Nous nous réjouissons de cet Internet-là, qui a une allure conviviale et philanthropique avec toujours plus d’espaces d’expression et toujours plus de partage, dont on est persuadé qu’il vise notre bien-être. Cependant, au gré des passages de l’internaute, nos informations personnelles sont récupérées et stockées par la myriade de sociétés Internet auxquelles nous rendons visite, au point qu’avec l’ensemble des informations laissées, on peut facilement reconstruire notre profil et nous identifier sans aucun souci. Notre identité numérique s’étoffe de plus belle. Nous laissons des traces dont nous ne savons pas à quoi elles peuvent servir. Quand des sociétés les conservent, d’autres monnayent leur carnet d’adresses à prix fort auprès d’autres sociétés du Web et aussi des entreprises à travers le monde entier.

* _DONNÉES BRUTES_
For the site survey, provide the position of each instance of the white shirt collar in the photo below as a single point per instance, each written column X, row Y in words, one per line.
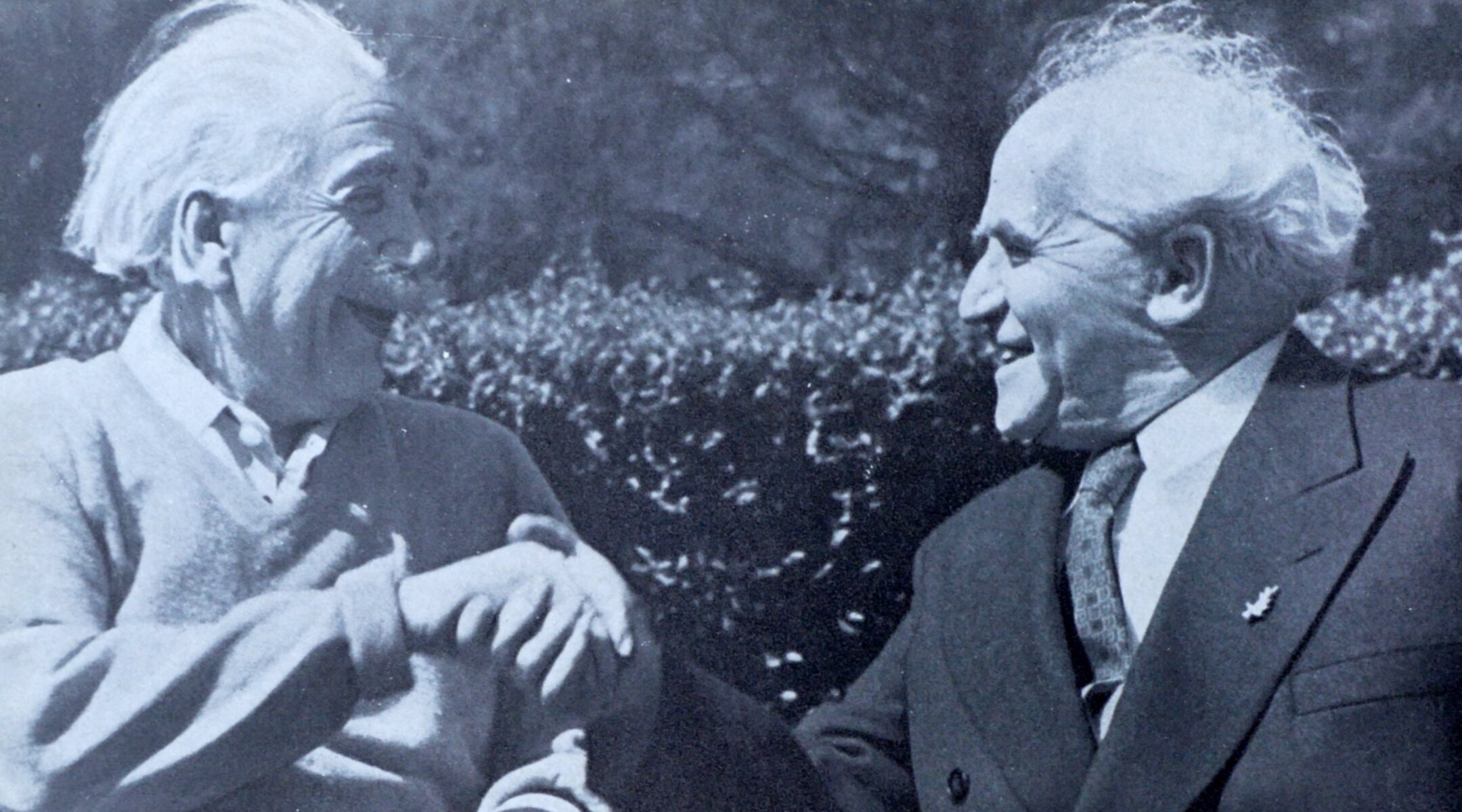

* _CONSIGNES_
• A. Selon le texte, que font certaines sociétés de leur carnet d'adresses ?
• B. Veuillez réécrire le passage du texte allant de « Nous nous réjouissons » à « le monde entier. » en renommant « identité numérique » en « empreinte numérique ».

* _CORRIGÉS_
• A. Elles le monnayent à prix fort auprès d'autres sociétés du Web et d'entreprises à travers le monde entier.

• B.
Nous nous réjouissons de cet Internet-là, qui a une allure conviviale et philanthropique avec toujours plus d’espaces d’expression et toujours plus de partage, dont on est persuadé qu’il vise notre bien-être. Cependant, au gré des passages de l’internaute, nos informations personnelles sont récupérées et stockées par la myriade de sociétés Internet auxquelles nous rendons visite, au point qu’avec l’ensemble des informations laissées, on peut facilement reconstruire notre profil et nous identifier sans aucun souci. Notre empreinte numérique s’étoffe de plus belle. Nous laissons des traces dont nous ne savons pas à quoi elles peuvent servir. Quand des sociétés les conservent, d’autres monnayent leur carnet d’adresses à prix fort auprès d’autres sociétés du Web et aussi des entreprises à travers le monde entier.